Task item: Find the line containing "One keypoint belongs on each instance. Indicate the terracotta". Retype it and every line after it through the end of the entries, exactly as written, with nothing added.

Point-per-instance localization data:
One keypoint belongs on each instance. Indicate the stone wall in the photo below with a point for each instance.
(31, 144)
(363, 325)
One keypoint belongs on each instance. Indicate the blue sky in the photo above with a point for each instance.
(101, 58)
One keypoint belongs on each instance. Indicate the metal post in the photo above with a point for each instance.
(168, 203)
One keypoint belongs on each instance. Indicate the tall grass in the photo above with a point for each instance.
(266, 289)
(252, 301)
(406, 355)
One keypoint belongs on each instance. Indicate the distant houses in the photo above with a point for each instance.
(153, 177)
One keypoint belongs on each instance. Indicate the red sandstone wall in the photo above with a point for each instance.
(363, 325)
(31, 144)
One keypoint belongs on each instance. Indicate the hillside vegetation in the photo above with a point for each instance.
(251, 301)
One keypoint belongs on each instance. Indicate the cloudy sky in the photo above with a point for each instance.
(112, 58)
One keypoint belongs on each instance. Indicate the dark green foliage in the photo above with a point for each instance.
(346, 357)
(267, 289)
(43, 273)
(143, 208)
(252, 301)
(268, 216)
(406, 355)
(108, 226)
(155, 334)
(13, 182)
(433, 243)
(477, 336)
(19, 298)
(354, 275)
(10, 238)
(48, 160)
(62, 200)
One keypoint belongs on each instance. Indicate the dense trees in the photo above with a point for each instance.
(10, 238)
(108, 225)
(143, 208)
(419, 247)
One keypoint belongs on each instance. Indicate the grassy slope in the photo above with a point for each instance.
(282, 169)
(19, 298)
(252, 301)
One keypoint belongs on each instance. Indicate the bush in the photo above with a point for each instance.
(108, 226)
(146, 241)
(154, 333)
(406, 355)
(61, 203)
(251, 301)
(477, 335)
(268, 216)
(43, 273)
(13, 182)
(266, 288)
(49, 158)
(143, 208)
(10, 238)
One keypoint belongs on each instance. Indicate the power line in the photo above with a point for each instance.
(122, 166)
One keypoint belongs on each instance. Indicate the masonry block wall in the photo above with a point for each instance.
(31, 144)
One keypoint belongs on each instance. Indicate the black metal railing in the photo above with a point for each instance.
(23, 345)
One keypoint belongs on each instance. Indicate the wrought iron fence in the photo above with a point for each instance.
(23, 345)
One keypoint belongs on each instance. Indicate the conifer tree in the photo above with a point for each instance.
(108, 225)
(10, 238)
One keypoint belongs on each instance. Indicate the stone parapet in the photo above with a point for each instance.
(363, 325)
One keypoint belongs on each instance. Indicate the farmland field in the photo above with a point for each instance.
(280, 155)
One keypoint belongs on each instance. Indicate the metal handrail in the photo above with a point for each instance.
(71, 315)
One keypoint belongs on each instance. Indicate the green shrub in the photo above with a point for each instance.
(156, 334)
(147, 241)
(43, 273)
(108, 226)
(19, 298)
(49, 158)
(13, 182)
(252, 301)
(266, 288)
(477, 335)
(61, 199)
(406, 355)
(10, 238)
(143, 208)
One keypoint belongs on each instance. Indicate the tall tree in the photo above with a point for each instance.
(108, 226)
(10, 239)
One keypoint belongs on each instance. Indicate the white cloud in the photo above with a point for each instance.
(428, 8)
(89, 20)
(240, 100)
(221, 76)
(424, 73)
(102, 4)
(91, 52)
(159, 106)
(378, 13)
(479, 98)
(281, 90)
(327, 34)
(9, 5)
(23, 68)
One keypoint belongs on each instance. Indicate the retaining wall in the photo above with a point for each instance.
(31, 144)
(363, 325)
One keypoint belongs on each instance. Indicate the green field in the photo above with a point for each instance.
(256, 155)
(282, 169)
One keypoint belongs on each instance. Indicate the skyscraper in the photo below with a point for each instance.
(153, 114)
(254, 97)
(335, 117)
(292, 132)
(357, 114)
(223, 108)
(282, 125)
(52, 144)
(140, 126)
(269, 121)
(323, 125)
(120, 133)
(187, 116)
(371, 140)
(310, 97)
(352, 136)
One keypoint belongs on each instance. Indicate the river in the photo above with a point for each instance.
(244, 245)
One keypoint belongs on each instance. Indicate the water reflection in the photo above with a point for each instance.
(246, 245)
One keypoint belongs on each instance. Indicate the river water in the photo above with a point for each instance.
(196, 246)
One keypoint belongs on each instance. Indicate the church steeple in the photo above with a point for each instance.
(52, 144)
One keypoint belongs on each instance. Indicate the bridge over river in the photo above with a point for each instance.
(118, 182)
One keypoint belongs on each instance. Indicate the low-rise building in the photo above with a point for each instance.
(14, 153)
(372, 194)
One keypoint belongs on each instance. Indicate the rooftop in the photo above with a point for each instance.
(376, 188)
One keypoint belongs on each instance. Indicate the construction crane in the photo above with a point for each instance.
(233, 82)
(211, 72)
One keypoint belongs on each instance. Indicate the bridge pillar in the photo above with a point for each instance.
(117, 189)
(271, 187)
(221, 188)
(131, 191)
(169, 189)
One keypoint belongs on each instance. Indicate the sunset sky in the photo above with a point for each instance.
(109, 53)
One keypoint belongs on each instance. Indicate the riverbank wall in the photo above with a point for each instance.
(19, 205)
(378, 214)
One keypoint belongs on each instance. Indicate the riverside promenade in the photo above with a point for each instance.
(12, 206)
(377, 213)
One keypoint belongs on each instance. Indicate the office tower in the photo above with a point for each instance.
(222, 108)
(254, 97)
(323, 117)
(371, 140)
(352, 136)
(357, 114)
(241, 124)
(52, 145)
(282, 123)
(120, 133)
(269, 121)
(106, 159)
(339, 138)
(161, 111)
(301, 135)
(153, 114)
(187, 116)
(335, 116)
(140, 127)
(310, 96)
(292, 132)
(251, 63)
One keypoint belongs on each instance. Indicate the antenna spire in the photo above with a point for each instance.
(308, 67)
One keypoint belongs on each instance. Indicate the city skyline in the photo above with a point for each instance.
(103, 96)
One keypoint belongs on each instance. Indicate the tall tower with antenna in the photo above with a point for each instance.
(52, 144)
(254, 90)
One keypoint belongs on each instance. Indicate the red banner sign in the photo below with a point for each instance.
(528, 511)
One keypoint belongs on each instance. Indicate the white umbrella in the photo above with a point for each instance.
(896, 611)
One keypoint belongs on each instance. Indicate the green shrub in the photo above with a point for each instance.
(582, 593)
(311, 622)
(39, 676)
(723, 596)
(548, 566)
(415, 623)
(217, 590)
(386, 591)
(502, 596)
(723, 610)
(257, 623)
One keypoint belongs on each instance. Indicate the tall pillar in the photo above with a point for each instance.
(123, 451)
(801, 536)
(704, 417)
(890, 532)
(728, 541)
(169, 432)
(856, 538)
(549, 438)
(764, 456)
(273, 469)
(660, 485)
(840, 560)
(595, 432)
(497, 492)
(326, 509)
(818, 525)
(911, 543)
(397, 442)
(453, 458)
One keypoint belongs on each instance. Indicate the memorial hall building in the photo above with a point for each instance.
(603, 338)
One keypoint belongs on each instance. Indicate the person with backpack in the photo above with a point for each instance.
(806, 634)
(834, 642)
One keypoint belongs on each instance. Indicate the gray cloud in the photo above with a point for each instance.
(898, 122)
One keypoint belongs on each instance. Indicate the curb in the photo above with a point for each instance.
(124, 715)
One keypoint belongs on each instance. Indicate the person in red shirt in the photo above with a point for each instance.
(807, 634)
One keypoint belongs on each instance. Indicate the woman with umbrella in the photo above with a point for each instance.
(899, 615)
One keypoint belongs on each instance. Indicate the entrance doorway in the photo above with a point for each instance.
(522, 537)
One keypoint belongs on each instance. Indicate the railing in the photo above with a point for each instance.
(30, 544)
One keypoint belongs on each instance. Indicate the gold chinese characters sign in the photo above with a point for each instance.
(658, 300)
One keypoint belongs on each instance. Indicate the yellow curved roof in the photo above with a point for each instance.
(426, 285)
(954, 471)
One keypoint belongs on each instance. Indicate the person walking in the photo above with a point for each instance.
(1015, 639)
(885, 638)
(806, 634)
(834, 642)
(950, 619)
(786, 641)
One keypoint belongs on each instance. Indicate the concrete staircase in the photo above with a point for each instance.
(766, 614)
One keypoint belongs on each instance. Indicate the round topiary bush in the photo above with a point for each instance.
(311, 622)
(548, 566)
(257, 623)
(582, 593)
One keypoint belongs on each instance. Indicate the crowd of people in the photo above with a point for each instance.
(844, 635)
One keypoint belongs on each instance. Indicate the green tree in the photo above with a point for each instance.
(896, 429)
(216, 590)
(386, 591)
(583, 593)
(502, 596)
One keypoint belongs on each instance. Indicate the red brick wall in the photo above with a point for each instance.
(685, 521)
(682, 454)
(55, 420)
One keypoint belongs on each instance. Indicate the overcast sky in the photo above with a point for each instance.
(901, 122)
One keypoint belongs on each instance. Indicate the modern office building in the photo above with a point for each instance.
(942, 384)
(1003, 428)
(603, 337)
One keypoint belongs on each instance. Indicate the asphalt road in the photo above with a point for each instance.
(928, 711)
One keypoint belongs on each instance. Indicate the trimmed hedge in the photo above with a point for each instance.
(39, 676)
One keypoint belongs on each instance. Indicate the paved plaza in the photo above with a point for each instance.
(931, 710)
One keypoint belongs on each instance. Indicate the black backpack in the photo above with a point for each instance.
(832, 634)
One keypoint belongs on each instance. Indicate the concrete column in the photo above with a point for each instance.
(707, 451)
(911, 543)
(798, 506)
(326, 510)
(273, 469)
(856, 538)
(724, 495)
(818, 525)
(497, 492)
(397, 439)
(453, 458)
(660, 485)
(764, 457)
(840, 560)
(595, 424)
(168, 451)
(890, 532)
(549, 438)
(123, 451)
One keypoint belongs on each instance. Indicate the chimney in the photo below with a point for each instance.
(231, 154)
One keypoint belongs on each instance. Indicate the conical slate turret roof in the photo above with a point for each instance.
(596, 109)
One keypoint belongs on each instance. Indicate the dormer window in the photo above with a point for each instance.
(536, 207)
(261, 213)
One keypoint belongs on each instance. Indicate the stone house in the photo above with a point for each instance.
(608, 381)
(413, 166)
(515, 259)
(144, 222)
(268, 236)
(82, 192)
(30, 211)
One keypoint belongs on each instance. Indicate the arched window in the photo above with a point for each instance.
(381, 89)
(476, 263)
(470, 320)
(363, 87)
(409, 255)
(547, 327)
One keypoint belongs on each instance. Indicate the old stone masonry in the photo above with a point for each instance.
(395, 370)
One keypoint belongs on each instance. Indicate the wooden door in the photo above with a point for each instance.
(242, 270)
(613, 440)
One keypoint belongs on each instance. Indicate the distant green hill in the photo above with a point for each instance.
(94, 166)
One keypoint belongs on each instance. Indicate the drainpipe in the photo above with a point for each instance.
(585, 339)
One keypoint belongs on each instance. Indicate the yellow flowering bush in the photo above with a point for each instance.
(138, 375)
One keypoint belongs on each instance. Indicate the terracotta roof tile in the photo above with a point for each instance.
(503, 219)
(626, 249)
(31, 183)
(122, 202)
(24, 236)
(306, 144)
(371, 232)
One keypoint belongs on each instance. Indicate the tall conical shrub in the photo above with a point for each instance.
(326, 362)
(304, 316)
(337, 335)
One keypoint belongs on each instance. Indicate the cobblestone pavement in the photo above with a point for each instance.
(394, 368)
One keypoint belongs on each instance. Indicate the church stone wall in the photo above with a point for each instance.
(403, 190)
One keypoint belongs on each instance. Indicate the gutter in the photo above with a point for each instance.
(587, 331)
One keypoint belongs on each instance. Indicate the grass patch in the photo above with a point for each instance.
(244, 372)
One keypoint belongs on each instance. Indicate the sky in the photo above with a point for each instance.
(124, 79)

Task output:
One keypoint belongs on each instance. Indicate the terracotta roof tile in the photo above with a point for each instance.
(503, 219)
(626, 249)
(31, 183)
(122, 202)
(24, 236)
(306, 144)
(371, 232)
One keypoint belongs on each instance. Indicate the tall conical shrub in the photo above with a point for each instance.
(326, 362)
(304, 316)
(337, 335)
One keypoint belongs on each instance. Indicate the cobblestone pavement in the photo above with a point for each instance.
(394, 368)
One keypoint belongs on each instance. Indicate the church stone wall in the photo above with a point for each instance.
(403, 190)
One keypoint belongs on each instance. Indicate the gutter in the photo above with a point for each instance.
(587, 331)
One keypoint belongs on each instance. Indicate the grass patch in the photo above with a point for each instance.
(244, 372)
One keypoint belongs on each instance. Indicate the sky in the photo above with a point for each instance.
(124, 79)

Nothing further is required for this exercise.